__Extrait cité__
■ ■ ■ ■ ■ ■ ■

Il trône devant le siège de la FAO, sur un grand boulevard romain. L'obélisque rapporté d'Ethiopie en 1937 par les armées de Mussolini va-t-il déménager ? En vertu d'un accord de restitution signé il y a plus de 50 ans, il aurait dû regagner depuis longtemps sa patrie. Les choses semblent s'accélérer puisque le ministère des Affaires Etrangères italien a provisionné les fonds nécessaires à son transport, environ 10 millions de francs. Mais un trublion s'oppose farouchement à la translation de la relique : Vittorio Sgarbi, le critique d'art le plus médiatique de la péninsule, secrétaire d'état à la culture depuis quelques mois dans le gouvernement Berlusconi. Nous l'avons interrogé à ce sujet.
Il semble y avoir désaccord entre vous et le ministère des Affaires Etrangères.

■ ■ ■ ■ ■ ■ ■

Entrées de données:
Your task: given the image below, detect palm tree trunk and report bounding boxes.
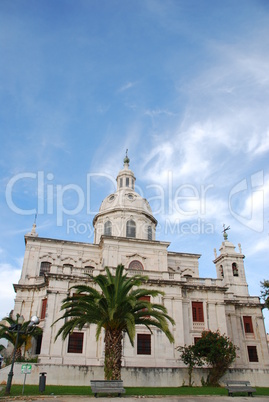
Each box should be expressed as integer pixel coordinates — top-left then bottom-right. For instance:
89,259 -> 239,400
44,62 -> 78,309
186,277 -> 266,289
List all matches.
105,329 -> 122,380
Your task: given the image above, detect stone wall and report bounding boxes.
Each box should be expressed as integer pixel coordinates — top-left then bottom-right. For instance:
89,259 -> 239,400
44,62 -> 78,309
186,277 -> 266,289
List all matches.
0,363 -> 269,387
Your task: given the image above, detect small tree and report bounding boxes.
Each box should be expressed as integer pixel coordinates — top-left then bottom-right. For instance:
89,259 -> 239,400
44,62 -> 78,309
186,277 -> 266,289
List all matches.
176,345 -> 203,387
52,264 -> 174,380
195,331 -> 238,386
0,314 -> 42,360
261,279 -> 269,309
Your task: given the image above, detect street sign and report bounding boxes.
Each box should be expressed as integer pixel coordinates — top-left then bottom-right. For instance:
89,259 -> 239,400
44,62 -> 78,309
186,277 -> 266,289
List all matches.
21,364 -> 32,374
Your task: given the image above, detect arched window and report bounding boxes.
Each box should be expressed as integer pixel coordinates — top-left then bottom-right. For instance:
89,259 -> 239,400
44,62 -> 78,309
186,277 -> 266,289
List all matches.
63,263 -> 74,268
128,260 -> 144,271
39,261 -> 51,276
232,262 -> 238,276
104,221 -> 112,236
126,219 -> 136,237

■ ■ ■ ■ ■ ■ ■

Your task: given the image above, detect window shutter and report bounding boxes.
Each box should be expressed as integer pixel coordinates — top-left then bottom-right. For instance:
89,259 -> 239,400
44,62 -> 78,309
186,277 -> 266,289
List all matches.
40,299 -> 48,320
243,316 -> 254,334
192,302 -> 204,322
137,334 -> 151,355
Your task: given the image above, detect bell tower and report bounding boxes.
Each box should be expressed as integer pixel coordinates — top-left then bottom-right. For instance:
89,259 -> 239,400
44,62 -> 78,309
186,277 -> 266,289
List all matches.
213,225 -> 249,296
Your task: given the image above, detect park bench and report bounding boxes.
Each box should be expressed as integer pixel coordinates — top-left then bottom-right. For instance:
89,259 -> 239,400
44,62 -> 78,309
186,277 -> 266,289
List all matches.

■ ■ ■ ■ ■ ■ ■

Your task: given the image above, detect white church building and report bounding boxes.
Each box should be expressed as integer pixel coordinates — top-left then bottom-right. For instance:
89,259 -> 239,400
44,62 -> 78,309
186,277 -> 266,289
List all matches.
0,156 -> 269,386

■ ■ ■ ■ ■ ■ ■

__Travail demandé__
1) Extrayez intégralement le texte sur l'obélisque rapporté d'Éthiopie, sans rien y modifier.
2) Dans les entrées, recopiez à l'identique les lignes qui commencent par celle contenant « Your task: given the image below, detect » et s'arrêtent après celle contenant « 105,329 -> 122,380 », sans reproduire les images dans votre réponse.

__Réponses finales__
1)
Il trône devant le siège de la FAO, sur un grand boulevard romain. L'obélisque rapporté d'Ethiopie en 1937 par les armées de Mussolini va-t-il déménager ? En vertu d'un accord de restitution signé il y a plus de 50 ans, il aurait dû regagner depuis longtemps sa patrie. Les choses semblent s'accélérer puisque le ministère des Affaires Etrangères italien a provisionné les fonds nécessaires à son transport, environ 10 millions de francs. Mais un trublion s'oppose farouchement à la translation de la relique : Vittorio Sgarbi, le critique d'art le plus médiatique de la péninsule, secrétaire d'état à la culture depuis quelques mois dans le gouvernement Berlusconi. Nous l'avons interrogé à ce sujet.
Il semble y avoir désaccord entre vous et le ministère des Affaires Etrangères.

2)
Your task: given the image below, detect palm tree trunk and report bounding boxes.
Each box should be expressed as integer pixel coordinates — top-left then bottom-right. For instance:
89,259 -> 239,400
44,62 -> 78,309
186,277 -> 266,289
List all matches.
105,329 -> 122,380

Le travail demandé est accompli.